• [Task brief]:
Reproduce the whole listing below without its pictures, exactly as written.

────────────────────────────────────────

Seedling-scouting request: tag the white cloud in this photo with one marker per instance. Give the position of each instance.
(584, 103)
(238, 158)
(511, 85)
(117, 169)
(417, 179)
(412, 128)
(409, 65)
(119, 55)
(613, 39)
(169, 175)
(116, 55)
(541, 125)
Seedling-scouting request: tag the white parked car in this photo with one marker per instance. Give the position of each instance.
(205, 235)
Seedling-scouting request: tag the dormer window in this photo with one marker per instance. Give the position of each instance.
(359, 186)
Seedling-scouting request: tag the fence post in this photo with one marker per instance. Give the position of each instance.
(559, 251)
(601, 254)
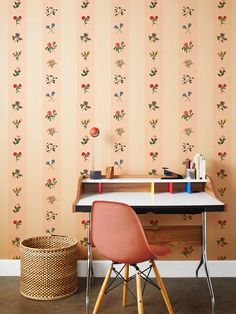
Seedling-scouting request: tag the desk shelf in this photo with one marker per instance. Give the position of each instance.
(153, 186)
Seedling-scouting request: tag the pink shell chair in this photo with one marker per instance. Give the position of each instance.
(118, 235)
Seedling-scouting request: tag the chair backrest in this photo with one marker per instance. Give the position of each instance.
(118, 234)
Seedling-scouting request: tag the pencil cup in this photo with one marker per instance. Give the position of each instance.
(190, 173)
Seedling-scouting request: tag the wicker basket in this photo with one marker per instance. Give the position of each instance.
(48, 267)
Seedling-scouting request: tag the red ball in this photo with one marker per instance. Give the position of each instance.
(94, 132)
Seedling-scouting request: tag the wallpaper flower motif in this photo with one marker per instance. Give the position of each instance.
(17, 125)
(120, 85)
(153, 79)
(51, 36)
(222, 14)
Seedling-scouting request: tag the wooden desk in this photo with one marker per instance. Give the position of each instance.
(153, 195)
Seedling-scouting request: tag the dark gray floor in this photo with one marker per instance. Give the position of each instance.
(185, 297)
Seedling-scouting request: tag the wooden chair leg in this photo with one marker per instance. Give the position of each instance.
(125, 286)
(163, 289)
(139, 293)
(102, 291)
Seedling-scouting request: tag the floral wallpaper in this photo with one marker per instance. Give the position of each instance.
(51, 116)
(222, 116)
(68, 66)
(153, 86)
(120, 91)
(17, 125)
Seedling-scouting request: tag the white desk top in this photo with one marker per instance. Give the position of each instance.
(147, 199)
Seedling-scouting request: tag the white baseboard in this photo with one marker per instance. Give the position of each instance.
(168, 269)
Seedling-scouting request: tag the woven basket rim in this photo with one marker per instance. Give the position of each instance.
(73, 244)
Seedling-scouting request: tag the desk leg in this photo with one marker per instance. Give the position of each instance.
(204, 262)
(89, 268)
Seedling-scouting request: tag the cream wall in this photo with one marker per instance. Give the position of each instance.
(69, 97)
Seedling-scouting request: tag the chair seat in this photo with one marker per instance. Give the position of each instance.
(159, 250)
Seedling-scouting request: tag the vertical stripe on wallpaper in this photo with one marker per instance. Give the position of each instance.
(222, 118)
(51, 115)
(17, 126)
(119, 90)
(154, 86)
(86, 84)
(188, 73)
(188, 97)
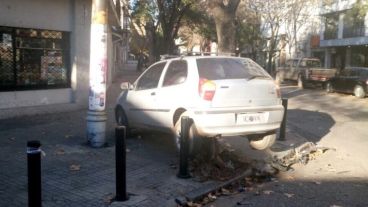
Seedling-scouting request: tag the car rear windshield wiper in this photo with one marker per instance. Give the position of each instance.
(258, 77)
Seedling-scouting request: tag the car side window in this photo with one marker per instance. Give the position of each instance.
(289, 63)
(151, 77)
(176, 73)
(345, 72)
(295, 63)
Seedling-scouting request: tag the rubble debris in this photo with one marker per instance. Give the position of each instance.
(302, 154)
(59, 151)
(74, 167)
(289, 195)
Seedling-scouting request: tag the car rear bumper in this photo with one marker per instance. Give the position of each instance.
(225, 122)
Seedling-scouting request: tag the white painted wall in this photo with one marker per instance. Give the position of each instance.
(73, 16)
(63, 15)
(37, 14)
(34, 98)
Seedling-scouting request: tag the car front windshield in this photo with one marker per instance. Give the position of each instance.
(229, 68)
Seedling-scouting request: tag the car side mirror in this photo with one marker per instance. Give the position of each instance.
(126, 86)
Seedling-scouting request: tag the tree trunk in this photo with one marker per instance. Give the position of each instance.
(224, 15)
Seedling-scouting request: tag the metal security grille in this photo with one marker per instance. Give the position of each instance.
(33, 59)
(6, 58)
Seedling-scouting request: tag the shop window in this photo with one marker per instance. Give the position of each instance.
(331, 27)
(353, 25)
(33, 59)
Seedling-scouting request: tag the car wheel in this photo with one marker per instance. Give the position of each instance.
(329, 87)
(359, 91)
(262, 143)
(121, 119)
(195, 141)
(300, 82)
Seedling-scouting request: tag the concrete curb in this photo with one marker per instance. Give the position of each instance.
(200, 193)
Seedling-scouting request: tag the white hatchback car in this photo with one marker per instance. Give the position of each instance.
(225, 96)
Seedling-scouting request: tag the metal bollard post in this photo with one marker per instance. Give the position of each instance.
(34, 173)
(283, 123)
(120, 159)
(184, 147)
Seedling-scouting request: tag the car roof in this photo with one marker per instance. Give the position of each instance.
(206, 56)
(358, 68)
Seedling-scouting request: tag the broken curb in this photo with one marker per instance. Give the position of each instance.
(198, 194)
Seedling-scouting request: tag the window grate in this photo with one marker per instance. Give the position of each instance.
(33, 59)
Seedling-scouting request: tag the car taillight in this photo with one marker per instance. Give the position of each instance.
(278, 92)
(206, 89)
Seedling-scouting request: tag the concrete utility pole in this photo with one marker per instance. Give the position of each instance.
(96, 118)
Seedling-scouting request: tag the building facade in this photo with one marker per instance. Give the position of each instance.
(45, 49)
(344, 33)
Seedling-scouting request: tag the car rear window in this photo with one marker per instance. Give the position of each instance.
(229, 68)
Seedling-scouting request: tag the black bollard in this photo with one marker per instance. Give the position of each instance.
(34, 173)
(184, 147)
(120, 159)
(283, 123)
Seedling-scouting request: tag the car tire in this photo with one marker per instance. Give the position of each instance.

────────────────────────────────────────

• [Output]:
Seedling-scouting request: tag the white cloud in this photo with one marker per instance. Give the position of each instance.
(584, 103)
(238, 158)
(511, 85)
(117, 169)
(417, 179)
(412, 128)
(409, 65)
(119, 55)
(613, 39)
(169, 175)
(116, 55)
(541, 125)
Seedling-scouting request: tag the white parked car in this photo with one marker per instance. Give the position of each instance.
(205, 235)
Seedling-scouting request: tag the dormer window in this photo with one marker per instance. Give the position of each instance.
(359, 186)
Seedling-scouting request: tag the fence post in this photo with one marker per instance. Give the position of each instance.
(559, 251)
(601, 254)
Seedling-scouting request: tag the desk shelf in this photo with one marker per instance. Give the position of each instance.
(153, 186)
Seedling-scouting request: tag the pink shell chair in this photo with one marker per instance. Give the position of each instance.
(118, 235)
Seedling-scouting request: tag the chair backrest in this photo with one marker per instance. Give the position of each instance.
(118, 234)
Seedling-scouting request: tag the pencil cup in this photo with one marker per instance. Give the position of each instance.
(190, 173)
Seedling-scouting request: tag the wicker basket in this photo with one marker per instance. Give the position of each instance.
(48, 267)
Seedling-scouting request: tag the red ball in this photo with one marker per instance. Give the position of each instance.
(94, 132)
Seedling-scouting request: tag the wallpaper flower motif in this photo with one marker per instance. Give the position of each instance.
(17, 125)
(120, 85)
(153, 79)
(51, 36)
(222, 14)
Seedling-scouting request: tag the wooden desk in this photo with one marker per instance. Give the position of each instance.
(153, 195)
Seedling-scouting request: tag the dark gray floor in this photo with one marker per instance. Give the position of each instance.
(185, 297)
Seedling-scouting request: tag the wooden chair leg in this photo with one marker per instance. Give the position of each instance.
(125, 286)
(163, 289)
(139, 293)
(102, 291)
Seedling-scouting request: tag the floral wallpaper in this photo with one marker per instance. Give the position of each instance.
(51, 116)
(222, 116)
(68, 66)
(153, 86)
(120, 91)
(17, 125)
Seedling-scouting request: tag the white desk top in this photo with one marker per instance. Give the position of each instance.
(147, 199)
Seedling-scouting request: tag the white baseboard in this photo with one marker per instance. Give the position of each instance.
(168, 269)
Seedling-scouting request: tag the woven basket rim in this photo with one marker per instance. Give the position of each instance.
(73, 244)
Seedling-scouting request: tag the desk leg in this photo with one marker per instance. Give the position of each instance.
(204, 262)
(89, 268)
Seedling-scouting request: tag the cream wall in this photo with one marker per instance. Give the position of each instance.
(69, 97)
Seedling-scouting request: tag the chair seat in this photo with one marker per instance. Give the position of each instance.
(159, 250)
Seedling-scouting request: tag the vertical stripe on wallpaper in this photo with one marker per instance. Give the position of each instance.
(222, 118)
(51, 115)
(17, 126)
(119, 90)
(154, 86)
(86, 84)
(188, 73)
(188, 97)
Seedling-scouting request: tag the car rear windshield wiper in this photo with one marker per instance. Give the position of each instance.
(258, 77)
Seedling-scouting request: tag the car side window in this photo with one marker per instance. Give the position of each instance.
(289, 63)
(151, 77)
(176, 73)
(345, 72)
(295, 63)
Seedling-scouting request: tag the rubble debris in this photo with one marker per instance. Give the position of each instance.
(302, 154)
(59, 151)
(74, 167)
(289, 195)
Seedling-scouting request: tag the car rear bumper in this photo with one marker per instance. Give the position of each instance.
(225, 122)
Seedling-scouting request: tag the white painted wall in this photo with one marker per instance. Give the position of each instance.
(73, 16)
(63, 15)
(37, 14)
(34, 98)
Seedling-scouting request: tag the car front windshield in this photo with one marker per instance. Give the position of each instance.
(229, 68)
Seedling-scouting request: tag the car side mirror in this photo with one marker per instance. Give the position of each instance.
(126, 86)
Seedling-scouting request: tag the tree trunk in this photo with one marker per instance. Give the position of each instance.
(224, 15)
Seedling-scouting request: tag the metal security grille in this photo with one marker per instance. Give the position of each instance.
(33, 59)
(6, 58)
Seedling-scouting request: tag the shop window in this photo with one marker per instance. Give the position of each instance.
(331, 27)
(353, 25)
(33, 59)
Seedling-scouting request: tag the car wheel in this photo with one marker per instance. Give the position of each instance.
(329, 87)
(359, 91)
(262, 143)
(121, 119)
(195, 141)
(300, 82)
Seedling-scouting request: tag the concrete curb in this photo with one marker per instance. Give the position of each instance.
(200, 193)
Seedling-scouting request: tag the white hatchback car in this photo with one marker per instance. Give the position of each instance.
(225, 96)
Seedling-scouting request: tag the metal bollard post in this photo with one marker per instance. Give the position of each instance.
(34, 173)
(283, 123)
(120, 159)
(184, 147)
Seedling-scouting request: tag the car roof in this photo with one marker per instance. Give the position of each instance.
(206, 56)
(358, 68)
Seedling-scouting request: tag the broken curb in this photo with one marker per instance. Give the position of each instance.
(198, 194)
Seedling-scouting request: tag the window grate in this photo with one marker per instance. Give the position of each instance.
(33, 59)
Seedling-scouting request: tag the car taillight in this photo with one marker per instance. Give the position of each instance.
(278, 92)
(206, 89)
Seedling-scouting request: tag the concrete utility pole in this photo with one marker per instance. Give the position of each instance.
(96, 118)
Seedling-scouting request: tag the building facade in this photo with one marker per instance. Give the position of each instance.
(45, 49)
(344, 33)
Seedling-scouting request: tag the car rear window in this photo with one marker per instance. Give the position of each instance.
(229, 68)
Seedling-scouting request: tag the black bollard in this photo with one marker per instance. Give the position of each instance.
(34, 173)
(184, 147)
(120, 159)
(283, 123)
Seedling-scouting request: tag the car tire in this photo with one marker per instance. Give the position of each instance.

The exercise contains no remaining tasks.